Work to complete: This exercise asks for the records to be retyped exactly as they read.

[Records shown]

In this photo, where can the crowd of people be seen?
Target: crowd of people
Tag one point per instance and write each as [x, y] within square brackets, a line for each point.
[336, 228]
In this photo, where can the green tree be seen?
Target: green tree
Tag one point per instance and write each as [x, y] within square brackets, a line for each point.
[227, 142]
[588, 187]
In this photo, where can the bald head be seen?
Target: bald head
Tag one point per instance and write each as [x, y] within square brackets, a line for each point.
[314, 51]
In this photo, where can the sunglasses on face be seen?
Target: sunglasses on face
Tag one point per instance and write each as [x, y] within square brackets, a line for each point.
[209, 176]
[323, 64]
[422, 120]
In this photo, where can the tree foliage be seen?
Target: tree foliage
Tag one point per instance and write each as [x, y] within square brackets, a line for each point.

[/Records shown]

Result for this exercise:
In this photo, where can the crowd of people be seen?
Target: crowd of people
Tag one point per instance and write each as [x, y] within square brackets, a line for each point.
[336, 228]
In this photo, where can the green tree be seen?
Target: green tree
Tag one point per instance and write each as [x, y] within square brackets, a line for each point.
[227, 142]
[588, 187]
In this photo, where can the bald head be seen?
Target: bald head
Tag one point per instance and write each as [x, y] within square brackets, a line for each point.
[314, 51]
In this photo, where can the sunglasses on face be seen?
Target: sunglasses on face
Tag one point per instance and write each as [x, y] within square brackets, a line for each point.
[209, 176]
[323, 64]
[422, 120]
In this photo, where can the tree foliage be seen?
Target: tree foliage
Tag one point per instance and write each as [x, y] within square brackets, a line for each point.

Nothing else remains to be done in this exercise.